-- begin Records for this exercise --

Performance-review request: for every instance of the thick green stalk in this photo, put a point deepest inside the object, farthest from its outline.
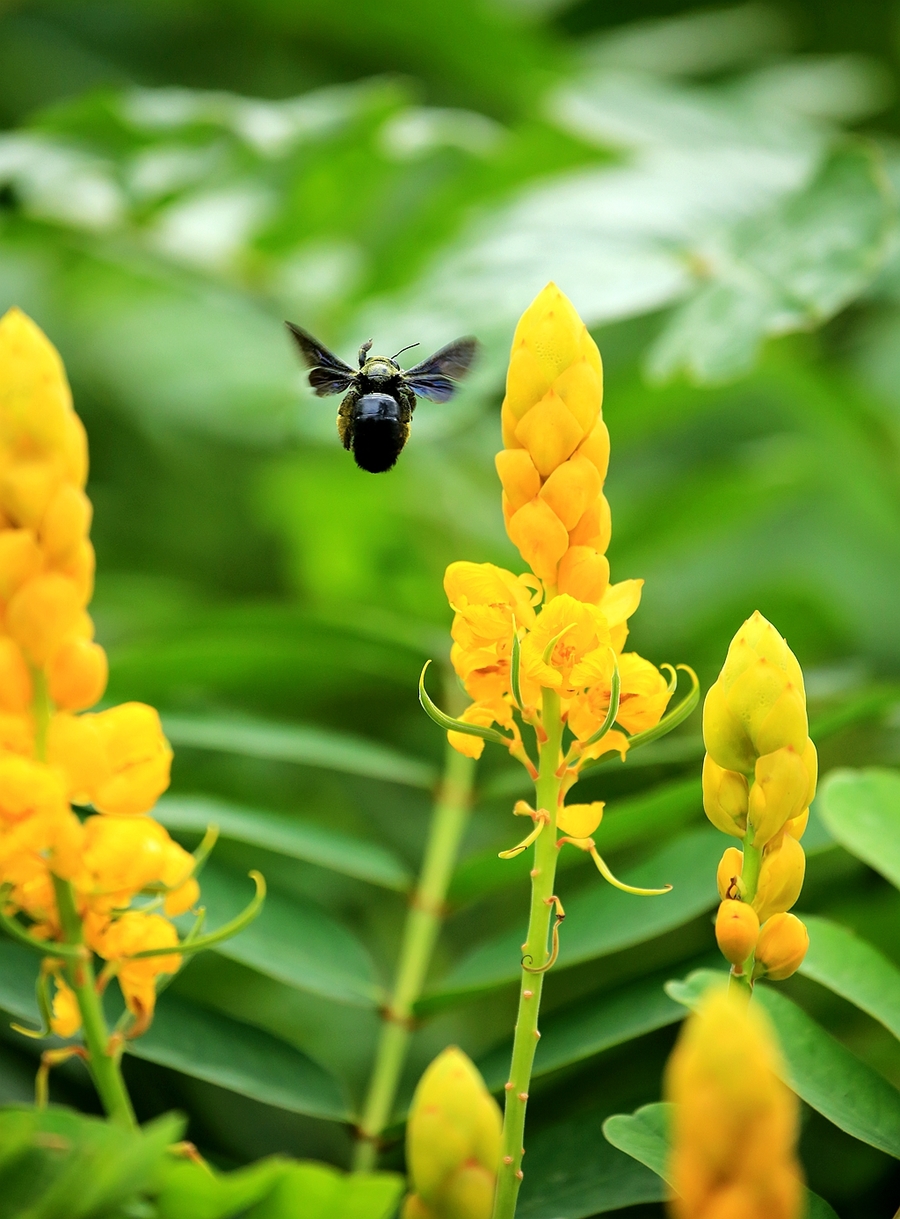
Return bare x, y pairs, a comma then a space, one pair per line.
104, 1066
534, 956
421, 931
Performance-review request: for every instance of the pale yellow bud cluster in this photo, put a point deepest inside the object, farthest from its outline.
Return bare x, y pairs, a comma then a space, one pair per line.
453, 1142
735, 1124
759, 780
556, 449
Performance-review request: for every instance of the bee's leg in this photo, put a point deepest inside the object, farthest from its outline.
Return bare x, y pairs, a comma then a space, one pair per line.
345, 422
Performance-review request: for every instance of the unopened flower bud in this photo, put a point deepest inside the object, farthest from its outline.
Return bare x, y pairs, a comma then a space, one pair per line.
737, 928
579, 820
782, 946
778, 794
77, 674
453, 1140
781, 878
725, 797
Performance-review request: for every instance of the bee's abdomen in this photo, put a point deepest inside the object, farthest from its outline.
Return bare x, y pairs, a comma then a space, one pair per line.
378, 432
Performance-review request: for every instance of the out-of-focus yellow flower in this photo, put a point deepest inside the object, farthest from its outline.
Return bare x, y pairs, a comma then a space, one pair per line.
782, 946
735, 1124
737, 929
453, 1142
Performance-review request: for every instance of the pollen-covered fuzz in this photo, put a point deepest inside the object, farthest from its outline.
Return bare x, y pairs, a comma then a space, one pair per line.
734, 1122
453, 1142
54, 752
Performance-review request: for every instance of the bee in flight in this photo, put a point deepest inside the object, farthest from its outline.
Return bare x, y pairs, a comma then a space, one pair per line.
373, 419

-- end Records for this exercise --

- [Written exercise]: Could you lay out every line of the records above as a JSON list of strings, one string per line, with blank lines dropped? Leave the pictures out of the list.

- [Exercise result]:
[
  "Performance-review request: for every instance of the thick green stalk in this photo, put a point deepest inside the object, farthest from its outline.",
  "Return bare x, y pairs, a comma then a space, one pair per line.",
  "104, 1066",
  "534, 956",
  "421, 931",
  "Performance-review request: for every instance of the pale yellow bud cluster in this photo, put a point deepest inside the object, farthest from its outline.",
  "Return bare x, y pairs, a comma then a space, one pair per line.",
  "453, 1142",
  "735, 1124",
  "759, 780",
  "556, 449",
  "Performance-review request: for every instance of the bee's leg in this photo, put a point deepest inside the object, farthest from its outline.",
  "Return bare x, y pairs, a comma then a space, one pair per line.",
  "345, 422",
  "Performance-review request: for every instance of the unopened flower bud in this photo, put a point deepest inside the object, farthest from its outline.",
  "Return bare x, y pairs, a comma then a space, one pair per line.",
  "737, 928",
  "579, 820",
  "782, 946",
  "778, 794",
  "77, 674",
  "453, 1140",
  "781, 878",
  "725, 797",
  "Performance-review request: for every instance of the bee's abdomen in this photo, put a point deepest inside the object, farthest from its outline.",
  "Return bare x, y pairs, a comma then a space, one pair per line.",
  "378, 432",
  "Performance-review request: for every instance of the out-of-focus yellow flower in this photo, put a point deepest inside the object, farthest from its outline.",
  "Return bare x, y pairs, a comma then a space, one pair per line.",
  "782, 946",
  "735, 1124",
  "737, 929",
  "453, 1142",
  "Performance-review request: for every instance of the pollen-covered fuzz in this photo, put a point deepest inside the object, farthest from its outline.",
  "Return bare x, y pairs, a comma then a space, one pair per line.",
  "734, 1122",
  "453, 1142",
  "54, 752",
  "Performance-review request: for every instance of the bee in flight in this photo, put a point deepest inside the object, farthest from its outline.",
  "Return bare x, y pairs, a comma then a space, one pair per line.",
  "373, 419"
]